** Opening EXTRACTED TEXT block **

India – My home away from home

By POOJA GOUNDER Pooja Gounder is a Fijian student studying biotechnology in Durgapur, West Bengal in India Ni sa bula to all.      I’m Pooja Gounder, ICCR Fiji Scholar in Durgapur,
06 May 2012 11:08

Pooja Gounder (second from right) going out and about in India with college friends.


Pooja Gounder is a Fijian student studying biotechnology in Durgapur, West Bengal in India

Ni sa bula to all.     

I’m Pooja Gounder, ICCR Fiji Scholar in Durgapur, West Bengal. This is my first year here in India and I’m in the field of B.Sc. Biotechnology Hons.
Being awarded the ICCR scholarship was like a dream come true to me, and I’m forever grateful to the director of the Indian Council of Cultural Relations, Mr K. K Mishra for giving an opportunity to me to experience India and having faith in me.
Being the youngest, the decision was hard for my family to send me to India for three years but judging by my determination they backed me all the way.

** Closing EXTRACTED TEXT block **
** Opening DATA SHOWN block **

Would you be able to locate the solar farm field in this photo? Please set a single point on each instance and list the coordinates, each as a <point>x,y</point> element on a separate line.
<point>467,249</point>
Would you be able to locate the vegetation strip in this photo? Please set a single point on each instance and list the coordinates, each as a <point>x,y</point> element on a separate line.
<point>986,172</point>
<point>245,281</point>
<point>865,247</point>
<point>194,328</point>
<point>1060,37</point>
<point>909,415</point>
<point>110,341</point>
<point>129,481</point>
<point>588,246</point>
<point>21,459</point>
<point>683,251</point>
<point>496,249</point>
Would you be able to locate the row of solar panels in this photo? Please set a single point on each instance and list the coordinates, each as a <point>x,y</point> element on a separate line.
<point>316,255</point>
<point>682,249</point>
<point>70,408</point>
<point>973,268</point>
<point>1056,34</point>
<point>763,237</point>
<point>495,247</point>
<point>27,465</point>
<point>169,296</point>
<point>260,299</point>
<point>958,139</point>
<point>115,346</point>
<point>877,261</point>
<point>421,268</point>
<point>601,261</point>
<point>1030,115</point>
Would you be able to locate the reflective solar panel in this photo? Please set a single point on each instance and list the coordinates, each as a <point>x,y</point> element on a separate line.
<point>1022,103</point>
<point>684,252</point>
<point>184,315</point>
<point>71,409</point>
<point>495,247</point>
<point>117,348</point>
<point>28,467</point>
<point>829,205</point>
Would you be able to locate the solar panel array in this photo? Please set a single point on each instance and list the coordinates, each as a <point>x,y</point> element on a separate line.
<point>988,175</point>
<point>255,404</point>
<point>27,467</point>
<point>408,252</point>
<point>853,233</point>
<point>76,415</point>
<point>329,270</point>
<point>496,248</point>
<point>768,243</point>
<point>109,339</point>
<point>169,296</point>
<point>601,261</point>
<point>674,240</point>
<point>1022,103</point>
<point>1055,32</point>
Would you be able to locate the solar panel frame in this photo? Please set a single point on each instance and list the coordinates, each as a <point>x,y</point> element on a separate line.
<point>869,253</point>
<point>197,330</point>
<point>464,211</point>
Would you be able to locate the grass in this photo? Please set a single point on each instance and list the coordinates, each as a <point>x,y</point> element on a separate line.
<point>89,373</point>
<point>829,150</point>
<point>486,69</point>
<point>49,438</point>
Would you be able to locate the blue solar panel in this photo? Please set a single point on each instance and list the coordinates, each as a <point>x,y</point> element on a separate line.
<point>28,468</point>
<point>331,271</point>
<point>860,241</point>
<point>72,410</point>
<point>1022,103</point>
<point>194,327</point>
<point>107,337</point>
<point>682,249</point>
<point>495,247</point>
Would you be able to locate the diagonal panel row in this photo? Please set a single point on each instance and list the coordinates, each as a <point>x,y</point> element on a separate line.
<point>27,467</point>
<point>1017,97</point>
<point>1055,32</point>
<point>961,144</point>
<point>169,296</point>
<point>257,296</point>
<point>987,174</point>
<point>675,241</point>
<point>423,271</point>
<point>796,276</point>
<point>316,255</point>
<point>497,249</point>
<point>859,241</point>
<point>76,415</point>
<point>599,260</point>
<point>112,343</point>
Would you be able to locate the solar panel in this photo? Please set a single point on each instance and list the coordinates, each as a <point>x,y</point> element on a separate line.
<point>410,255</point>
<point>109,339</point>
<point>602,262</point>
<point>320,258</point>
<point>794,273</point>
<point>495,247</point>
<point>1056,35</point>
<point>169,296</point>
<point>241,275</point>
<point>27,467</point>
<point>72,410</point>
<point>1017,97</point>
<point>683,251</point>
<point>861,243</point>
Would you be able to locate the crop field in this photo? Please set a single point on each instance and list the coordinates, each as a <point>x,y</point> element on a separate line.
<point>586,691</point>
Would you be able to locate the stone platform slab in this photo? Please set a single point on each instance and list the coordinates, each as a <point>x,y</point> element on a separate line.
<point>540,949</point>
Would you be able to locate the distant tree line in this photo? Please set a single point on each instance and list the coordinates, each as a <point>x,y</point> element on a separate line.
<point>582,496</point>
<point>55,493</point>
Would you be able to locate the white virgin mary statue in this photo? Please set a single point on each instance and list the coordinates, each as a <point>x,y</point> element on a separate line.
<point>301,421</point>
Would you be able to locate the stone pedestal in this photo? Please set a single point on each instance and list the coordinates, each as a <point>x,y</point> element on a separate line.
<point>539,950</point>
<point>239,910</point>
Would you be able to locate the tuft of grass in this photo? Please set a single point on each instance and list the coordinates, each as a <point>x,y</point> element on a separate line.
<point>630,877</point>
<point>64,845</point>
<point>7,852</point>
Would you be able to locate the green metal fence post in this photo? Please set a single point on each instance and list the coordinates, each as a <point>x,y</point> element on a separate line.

** Closing DATA SHOWN block **

» **PROBLEM 1**
From the article about the Fijian student in India, copy the passage starting at "I’m Pooja Gounder, ICCR Fiji Scholar in Durgapur, West" and ending at "all the way.".
» **PROBLEM 2**
Using the article about the Fijian student in India, answer each question:
(a) In what field of study is Pooja Gounder enrolled?
(b) Who is named as the director of the Indian Council of Cultural Relations?
(c) For how many years did the family agree to send Pooja Gounder to India?
» **PROBLEM 3**
Translate this sentence from the article about the Fijian student in India into Spanish: "This is my first year here in India and I'm in the field of B.Sc. Biotechnology Hons."

» **WRITTEN ANSWER 1**
I’m Pooja Gounder, ICCR Fiji Scholar in Durgapur, West Bengal. This is my first year here in India and I’m in the field of B.Sc. Biotechnology Hons.
Being awarded the ICCR scholarship was like a dream come true to me, and I’m forever grateful to the director of the Indian Council of Cultural Relations, Mr K. K Mishra for giving an opportunity to me to experience India and having faith in me.
Being the youngest, the decision was hard for my family to send me to India for three years but judging by my determination they backed me all the way.

» **WRITTEN ANSWER 2**
(a) B.Sc. Biotechnology Hons.
(b) Mr K. K Mishra
(c) Three years

» **WRITTEN ANSWER 3**
Este es mi primer año aquí en la India y estoy en el campo de la Licenciatura en Biotecnología con Honores (B.Sc. Biotechnology Hons.).